== TEXT ==
_ _ _ _
Leek and Bacon Gratin

Leek and Bacon Gratin

Wotchers!

A French-themed post this week, but not a mountain of patisserie froth – instead I’ve gorn all savoury!

Prowling round the French brocantes (posh car boot sales), I’ve always got an eye out for second-hand cookery books and this year I found a great little paperback entitled Vosges Grannies Recipes (I paraphrase) – regional recipes from the mountains in eastern France, near the German border.

The booklet has lots of simple and comforting dishes, including this one, which I decided to include not only as a delicious, make-ahead meal, but also as a blueprint recipe for having up your sleeve or – more usefully – in your freezer.

I especially like this recipe because it isn’t rich. Too often a gratin dish is swimming in oil from fistfuls of cheese or cream. This is altogether much lighter and can easily be adapted to a variety of fillings, including vegetarian. It also doesn’t require a trolleyload of expensive ingredients, yet it’s packed with flavour, and is very simple to bring together.

The Anatomy of a Gratin

Using this recipe as an example, there is a bottom layer of lightly steamed leeks, followed by a tangy tomato and bacon layer, topped with a white sauce sprinkled with cheese. The tomato layer is bright from the fresh tomatoes, bold with the favour of herbs and tangy with bacon. All of the component ingredients can be prepared beforehand, then either hauled out of the fridge and assembled and baked, or assembled and frozen until required.

Imagine the joy of getting home of an evening knowing you’re just 30 minutes away from a delicious home-made meal that requires – literally – one minute’s preparation: stick your defrosted gratin in the oven, turn it on, go have a shower or read the paper, open a bag of salad, cut a slice of crusty bread and Bam! Supper is served!

It doesn’t have to be leeks – other options for the base vegetable are diced swede, turnip, carrots, parsnips) or a mixture of all of these), potatoes, celeriac, cabbage (Savoy, white, red, mixture), broccoli, cauliflower, sprouts – you get the idea.

If you’re vegetarian, you can substitute blanched samphire (its deliciously salty) for the bacon in the tomato sauce – add it whilst assembling your dish to keep some of its crunch.

Top with white sauce or for a gluten-free option, use low-fat creme fraiche.

Sprinkle with a cheese of your choice. Choose Comté or Gruyere for melty goodness, Grana Padano or Parmesan for punchy flavour. Whichever you choose, you don’t need a lot. People think a gratin is all about the cheese, and it’s not. The gratin in the photo had just 30g of Comté on the top, which was more than enough. The cheese is a garnish, if that. A gratin is about a crunchy topping. You can substitute breadcrumbs for the cheese, or a mixture of half breadcrumbs, half grana padano.
_ _ _ _
== RECORDED DATA ==
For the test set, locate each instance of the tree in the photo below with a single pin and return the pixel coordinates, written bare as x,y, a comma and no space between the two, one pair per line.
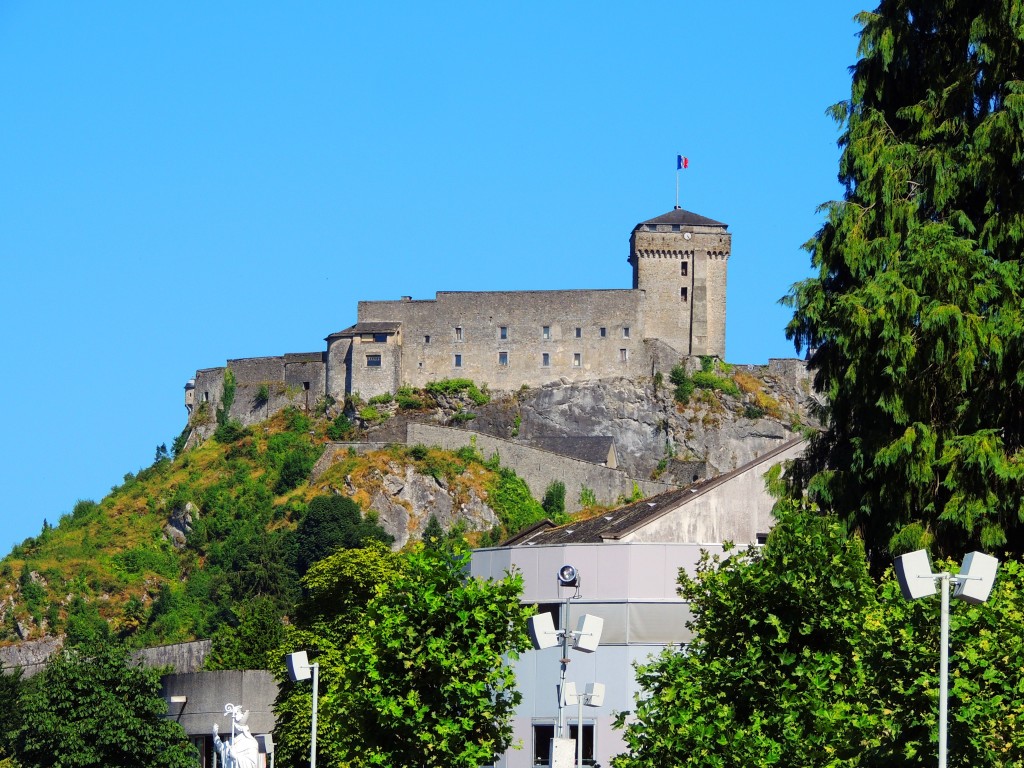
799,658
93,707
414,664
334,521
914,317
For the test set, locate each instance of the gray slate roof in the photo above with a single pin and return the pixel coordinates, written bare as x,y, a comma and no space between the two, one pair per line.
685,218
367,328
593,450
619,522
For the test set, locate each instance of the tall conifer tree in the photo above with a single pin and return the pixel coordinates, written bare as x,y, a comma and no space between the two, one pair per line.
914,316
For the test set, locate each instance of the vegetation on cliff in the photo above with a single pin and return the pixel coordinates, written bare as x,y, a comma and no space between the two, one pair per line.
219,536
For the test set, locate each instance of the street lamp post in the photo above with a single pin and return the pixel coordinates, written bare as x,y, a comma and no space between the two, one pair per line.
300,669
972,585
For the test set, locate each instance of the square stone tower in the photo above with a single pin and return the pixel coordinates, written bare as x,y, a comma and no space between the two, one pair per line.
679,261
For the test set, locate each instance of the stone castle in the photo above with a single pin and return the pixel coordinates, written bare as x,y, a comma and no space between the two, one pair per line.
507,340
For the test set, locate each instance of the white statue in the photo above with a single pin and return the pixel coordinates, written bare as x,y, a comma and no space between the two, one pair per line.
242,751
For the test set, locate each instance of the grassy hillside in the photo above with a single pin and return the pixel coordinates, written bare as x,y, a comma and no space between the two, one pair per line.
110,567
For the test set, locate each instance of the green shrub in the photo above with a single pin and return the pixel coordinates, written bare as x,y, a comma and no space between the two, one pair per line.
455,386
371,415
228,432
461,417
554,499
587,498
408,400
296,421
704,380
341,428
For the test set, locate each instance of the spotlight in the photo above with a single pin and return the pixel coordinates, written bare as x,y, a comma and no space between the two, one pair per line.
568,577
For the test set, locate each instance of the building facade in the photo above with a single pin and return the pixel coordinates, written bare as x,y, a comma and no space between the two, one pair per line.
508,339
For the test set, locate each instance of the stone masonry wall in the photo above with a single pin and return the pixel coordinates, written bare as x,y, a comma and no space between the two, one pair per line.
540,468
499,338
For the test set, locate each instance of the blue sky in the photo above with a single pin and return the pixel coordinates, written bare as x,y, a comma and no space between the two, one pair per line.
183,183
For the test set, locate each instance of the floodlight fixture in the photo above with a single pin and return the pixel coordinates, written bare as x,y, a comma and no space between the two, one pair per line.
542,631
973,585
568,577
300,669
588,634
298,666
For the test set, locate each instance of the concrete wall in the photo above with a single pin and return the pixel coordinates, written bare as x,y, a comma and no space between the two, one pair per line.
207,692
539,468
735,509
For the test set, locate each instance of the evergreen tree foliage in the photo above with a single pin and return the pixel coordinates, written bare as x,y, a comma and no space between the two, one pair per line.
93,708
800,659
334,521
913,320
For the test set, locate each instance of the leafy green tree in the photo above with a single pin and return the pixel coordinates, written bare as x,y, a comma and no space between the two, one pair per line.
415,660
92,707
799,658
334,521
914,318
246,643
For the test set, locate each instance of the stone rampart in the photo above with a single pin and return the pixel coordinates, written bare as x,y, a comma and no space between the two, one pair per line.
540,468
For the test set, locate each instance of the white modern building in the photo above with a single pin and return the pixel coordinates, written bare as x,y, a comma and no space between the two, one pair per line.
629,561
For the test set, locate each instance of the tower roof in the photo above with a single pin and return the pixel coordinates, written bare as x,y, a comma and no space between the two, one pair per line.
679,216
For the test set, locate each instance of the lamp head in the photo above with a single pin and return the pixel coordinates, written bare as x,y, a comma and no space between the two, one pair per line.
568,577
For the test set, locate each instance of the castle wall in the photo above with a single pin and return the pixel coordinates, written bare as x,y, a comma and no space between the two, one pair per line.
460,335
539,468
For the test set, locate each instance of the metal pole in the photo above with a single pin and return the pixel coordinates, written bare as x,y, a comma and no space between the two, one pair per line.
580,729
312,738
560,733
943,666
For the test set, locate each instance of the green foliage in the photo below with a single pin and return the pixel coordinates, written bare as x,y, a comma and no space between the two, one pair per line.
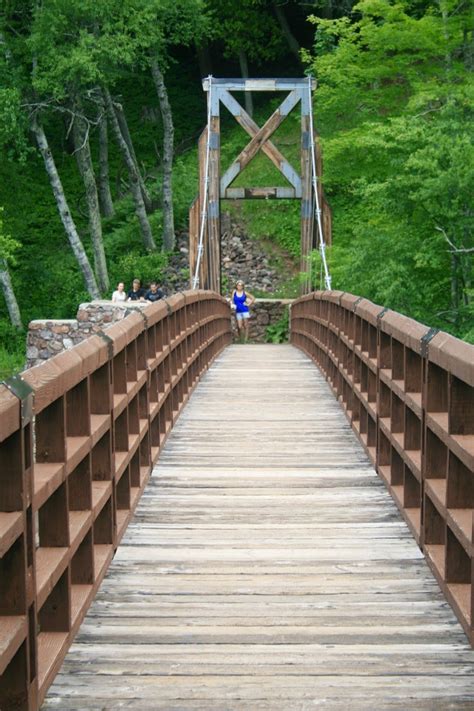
_ _ _ _
== THE PROBLEM ==
Answer from the gratin recipe:
(a) Which region do the recipes in the secondhand booklet come from?
(b) How much Comté topped the gratin in the photo?
(c) What does the recipe suggest in place of white sauce for a gluten-free option?
The records have no connection to the gratin recipe.

== FINISHED EXERCISE ==
(a) The mountains in eastern France, near the German border.
(b) 30g.
(c) Low-fat creme fraiche.